Report every line of the material below that contains the string "parked", treating uppercase and lowercase letters as different.

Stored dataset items
^^^^^^^^

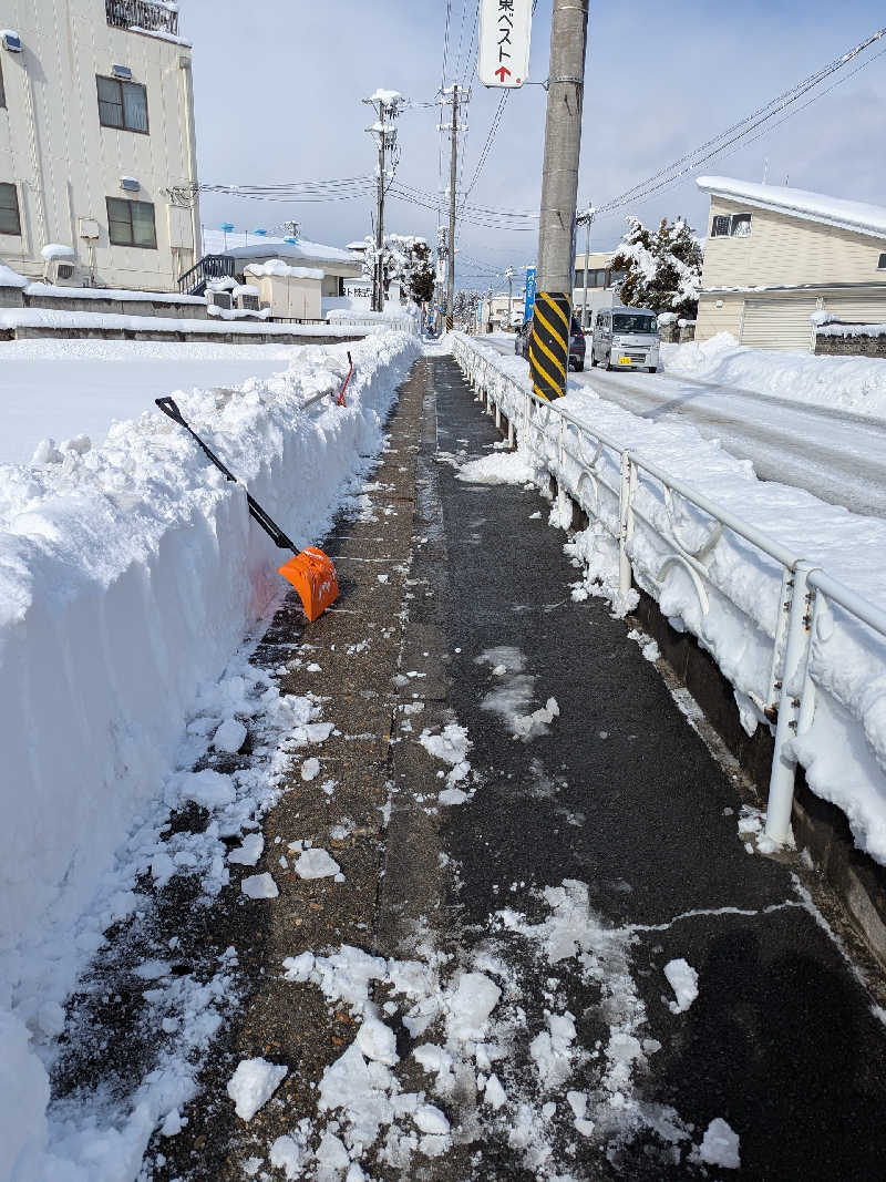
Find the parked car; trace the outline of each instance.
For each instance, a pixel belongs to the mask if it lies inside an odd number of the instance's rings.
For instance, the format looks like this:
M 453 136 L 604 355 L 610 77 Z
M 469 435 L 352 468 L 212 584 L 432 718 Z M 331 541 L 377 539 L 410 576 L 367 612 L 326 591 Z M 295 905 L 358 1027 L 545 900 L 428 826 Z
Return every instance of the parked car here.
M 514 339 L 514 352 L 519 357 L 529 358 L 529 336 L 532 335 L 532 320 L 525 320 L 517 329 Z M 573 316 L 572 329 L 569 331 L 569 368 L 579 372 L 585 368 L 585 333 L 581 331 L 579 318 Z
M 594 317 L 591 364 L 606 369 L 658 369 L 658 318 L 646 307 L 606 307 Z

^^^^^^^^

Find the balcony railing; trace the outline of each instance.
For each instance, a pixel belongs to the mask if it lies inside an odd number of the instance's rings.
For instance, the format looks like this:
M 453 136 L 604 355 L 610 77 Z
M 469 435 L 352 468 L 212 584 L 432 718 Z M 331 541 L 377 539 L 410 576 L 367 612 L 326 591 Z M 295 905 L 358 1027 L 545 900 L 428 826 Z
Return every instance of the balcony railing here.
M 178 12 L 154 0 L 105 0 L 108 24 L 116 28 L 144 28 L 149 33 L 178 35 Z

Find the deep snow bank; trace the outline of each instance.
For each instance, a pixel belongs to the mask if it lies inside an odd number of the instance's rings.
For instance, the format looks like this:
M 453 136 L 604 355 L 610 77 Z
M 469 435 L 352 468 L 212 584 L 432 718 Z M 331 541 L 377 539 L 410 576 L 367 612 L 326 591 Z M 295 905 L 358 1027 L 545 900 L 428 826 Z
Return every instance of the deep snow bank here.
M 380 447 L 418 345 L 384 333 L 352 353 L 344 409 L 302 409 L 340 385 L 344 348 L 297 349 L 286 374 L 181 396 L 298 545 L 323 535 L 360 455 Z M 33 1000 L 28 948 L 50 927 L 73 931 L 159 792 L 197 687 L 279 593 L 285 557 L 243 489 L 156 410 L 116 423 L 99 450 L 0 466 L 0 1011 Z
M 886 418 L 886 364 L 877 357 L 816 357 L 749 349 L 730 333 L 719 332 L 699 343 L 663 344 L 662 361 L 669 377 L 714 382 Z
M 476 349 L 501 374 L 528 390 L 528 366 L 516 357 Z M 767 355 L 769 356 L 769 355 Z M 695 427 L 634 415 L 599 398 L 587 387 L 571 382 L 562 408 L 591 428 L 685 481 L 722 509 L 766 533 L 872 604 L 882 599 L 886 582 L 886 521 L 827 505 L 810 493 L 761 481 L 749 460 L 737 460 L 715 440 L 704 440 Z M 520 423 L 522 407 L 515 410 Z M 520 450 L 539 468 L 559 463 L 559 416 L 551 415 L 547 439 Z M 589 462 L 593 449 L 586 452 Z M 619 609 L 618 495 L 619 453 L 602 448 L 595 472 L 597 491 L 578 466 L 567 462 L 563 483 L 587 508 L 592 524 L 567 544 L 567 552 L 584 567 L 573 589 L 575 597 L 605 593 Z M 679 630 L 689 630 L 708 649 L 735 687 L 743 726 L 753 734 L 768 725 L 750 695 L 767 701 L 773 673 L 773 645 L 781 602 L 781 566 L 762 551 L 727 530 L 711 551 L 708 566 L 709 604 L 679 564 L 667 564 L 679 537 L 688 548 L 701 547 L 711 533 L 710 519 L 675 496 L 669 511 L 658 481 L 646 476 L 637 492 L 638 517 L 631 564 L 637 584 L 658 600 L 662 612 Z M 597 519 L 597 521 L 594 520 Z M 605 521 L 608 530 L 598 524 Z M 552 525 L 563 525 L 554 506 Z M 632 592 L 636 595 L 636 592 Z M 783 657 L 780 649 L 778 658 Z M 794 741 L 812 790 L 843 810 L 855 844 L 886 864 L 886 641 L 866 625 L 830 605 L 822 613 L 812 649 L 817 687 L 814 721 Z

^^^^^^^^

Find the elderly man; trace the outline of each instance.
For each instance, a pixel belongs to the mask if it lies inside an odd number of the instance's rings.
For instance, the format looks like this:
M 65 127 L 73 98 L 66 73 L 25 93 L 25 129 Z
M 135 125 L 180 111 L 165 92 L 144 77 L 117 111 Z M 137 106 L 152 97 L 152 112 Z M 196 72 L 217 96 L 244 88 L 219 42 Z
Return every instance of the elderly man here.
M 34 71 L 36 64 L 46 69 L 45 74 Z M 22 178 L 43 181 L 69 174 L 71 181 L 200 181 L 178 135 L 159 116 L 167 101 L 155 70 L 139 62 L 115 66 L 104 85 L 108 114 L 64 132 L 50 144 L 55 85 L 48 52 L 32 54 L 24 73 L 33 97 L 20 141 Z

^^^^^^^^

Written response:
Find the parked car; trace the outline of each instance.
Return every instance of the parked car here.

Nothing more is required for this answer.